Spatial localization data

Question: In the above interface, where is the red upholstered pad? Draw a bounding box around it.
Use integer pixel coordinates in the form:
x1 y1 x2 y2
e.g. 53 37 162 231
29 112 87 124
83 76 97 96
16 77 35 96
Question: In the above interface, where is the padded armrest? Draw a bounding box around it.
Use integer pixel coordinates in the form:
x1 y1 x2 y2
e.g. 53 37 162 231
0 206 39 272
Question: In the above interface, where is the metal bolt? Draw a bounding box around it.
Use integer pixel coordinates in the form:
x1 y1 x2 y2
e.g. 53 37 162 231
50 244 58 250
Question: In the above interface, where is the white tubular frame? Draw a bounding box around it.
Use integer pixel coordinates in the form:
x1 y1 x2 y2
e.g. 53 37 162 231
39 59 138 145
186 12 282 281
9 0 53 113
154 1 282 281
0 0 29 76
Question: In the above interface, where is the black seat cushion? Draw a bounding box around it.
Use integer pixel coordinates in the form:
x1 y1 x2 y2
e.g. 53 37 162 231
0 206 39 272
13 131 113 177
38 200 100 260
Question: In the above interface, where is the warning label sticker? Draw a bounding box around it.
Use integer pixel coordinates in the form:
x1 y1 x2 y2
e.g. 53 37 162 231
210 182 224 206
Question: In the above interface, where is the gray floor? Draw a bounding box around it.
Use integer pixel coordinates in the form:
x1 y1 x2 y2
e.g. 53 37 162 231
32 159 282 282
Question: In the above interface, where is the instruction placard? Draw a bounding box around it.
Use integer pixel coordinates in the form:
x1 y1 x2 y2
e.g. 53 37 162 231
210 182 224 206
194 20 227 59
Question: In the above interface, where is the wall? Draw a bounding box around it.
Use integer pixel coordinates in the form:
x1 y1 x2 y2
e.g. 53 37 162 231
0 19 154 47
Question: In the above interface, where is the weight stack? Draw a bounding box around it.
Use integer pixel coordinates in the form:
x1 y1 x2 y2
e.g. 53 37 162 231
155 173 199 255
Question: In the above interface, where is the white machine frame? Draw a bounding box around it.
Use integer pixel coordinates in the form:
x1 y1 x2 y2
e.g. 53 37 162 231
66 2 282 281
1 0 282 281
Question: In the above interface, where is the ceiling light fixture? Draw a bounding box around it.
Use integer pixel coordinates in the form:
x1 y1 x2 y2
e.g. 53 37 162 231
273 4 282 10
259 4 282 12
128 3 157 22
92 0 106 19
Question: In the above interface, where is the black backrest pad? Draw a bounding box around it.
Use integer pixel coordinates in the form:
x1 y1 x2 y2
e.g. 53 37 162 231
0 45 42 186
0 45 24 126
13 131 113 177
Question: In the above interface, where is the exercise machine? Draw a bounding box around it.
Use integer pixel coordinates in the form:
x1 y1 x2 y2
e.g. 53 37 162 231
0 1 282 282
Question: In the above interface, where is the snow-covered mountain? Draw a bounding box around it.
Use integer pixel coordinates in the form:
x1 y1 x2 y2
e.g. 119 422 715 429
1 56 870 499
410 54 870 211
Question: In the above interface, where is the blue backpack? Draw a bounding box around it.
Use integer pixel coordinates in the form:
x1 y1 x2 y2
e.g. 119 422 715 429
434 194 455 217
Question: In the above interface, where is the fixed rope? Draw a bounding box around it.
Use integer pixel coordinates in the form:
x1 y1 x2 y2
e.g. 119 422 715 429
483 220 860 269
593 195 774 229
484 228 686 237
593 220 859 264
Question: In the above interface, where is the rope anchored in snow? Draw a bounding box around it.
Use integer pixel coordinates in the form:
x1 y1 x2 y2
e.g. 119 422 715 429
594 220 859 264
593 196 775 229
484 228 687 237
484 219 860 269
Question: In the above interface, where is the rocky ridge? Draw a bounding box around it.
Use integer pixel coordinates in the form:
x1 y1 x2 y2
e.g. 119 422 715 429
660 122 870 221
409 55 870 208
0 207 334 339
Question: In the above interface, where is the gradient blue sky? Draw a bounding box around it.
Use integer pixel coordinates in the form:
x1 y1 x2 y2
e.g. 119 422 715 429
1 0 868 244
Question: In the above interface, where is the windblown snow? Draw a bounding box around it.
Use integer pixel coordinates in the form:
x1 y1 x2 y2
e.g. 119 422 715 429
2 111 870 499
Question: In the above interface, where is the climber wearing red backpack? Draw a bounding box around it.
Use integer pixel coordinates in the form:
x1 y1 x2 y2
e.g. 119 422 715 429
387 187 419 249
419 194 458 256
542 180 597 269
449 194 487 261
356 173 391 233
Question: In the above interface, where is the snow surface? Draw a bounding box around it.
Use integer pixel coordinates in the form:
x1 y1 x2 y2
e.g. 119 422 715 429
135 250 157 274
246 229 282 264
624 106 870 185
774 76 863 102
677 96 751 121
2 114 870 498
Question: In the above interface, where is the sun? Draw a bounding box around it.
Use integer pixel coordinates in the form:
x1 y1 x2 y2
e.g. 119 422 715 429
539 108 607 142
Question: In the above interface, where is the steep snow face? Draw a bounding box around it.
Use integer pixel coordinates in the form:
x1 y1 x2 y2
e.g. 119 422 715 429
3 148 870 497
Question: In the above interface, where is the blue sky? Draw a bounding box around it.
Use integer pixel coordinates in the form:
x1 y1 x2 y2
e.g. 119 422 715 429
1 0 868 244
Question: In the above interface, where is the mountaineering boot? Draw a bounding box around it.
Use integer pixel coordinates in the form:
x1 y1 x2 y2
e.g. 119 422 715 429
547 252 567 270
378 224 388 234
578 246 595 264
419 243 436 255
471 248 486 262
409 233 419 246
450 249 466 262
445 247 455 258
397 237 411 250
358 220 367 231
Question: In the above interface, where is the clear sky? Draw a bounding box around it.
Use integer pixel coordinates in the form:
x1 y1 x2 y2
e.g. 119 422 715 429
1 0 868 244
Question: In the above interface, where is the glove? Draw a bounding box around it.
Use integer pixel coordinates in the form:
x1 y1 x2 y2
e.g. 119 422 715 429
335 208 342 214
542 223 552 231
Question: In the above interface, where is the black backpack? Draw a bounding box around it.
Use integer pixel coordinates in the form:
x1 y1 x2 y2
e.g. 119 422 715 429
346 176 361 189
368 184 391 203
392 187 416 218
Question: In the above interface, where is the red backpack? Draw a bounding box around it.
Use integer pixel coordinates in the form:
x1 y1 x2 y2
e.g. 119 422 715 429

=== Goal of the exercise ===
Among the records, find every line holding the word "backpack" and copy it.

=== Written answer ===
Question: In the above interface, where is the blue backpack? Draw a bounding box around it.
Question: In the above interface, where is the climber wearing red backpack? Draw a bounding box around it.
Question: In the above interface, where is the black backpack? Draw a bounding box around it.
Question: In the above interface, where is the red backpack? Draw a bounding box around it.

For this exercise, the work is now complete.